• [What this task involves]
Pictures do not belong in the copy, so please give every entry below again exactly.

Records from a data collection
---*---

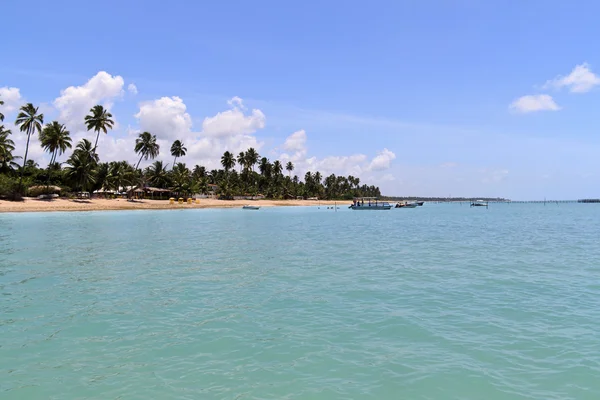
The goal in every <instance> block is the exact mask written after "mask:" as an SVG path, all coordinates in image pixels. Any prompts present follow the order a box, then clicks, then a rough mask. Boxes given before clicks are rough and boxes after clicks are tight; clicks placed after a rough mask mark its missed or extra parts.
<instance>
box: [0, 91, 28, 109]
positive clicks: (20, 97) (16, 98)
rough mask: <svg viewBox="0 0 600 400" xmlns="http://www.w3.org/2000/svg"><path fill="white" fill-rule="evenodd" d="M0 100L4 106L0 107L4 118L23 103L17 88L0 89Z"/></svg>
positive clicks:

---*---

• [Response area]
The goal in every <instance> block is the exact mask written after "mask:" as an SVG path, all coordinates in image pixels. Any prompts present follow the order a box, then clicks, then a rough mask. Boxes given before clicks are rough and boxes after clicks are tight; clicks placed after a rough mask mark its missed or extra parts.
<instance>
box: [0, 91, 28, 109]
positive clicks: (20, 97) (16, 98)
rough mask: <svg viewBox="0 0 600 400" xmlns="http://www.w3.org/2000/svg"><path fill="white" fill-rule="evenodd" d="M0 100L4 106L0 107L4 118L23 103L17 88L0 89Z"/></svg>
positive clicks:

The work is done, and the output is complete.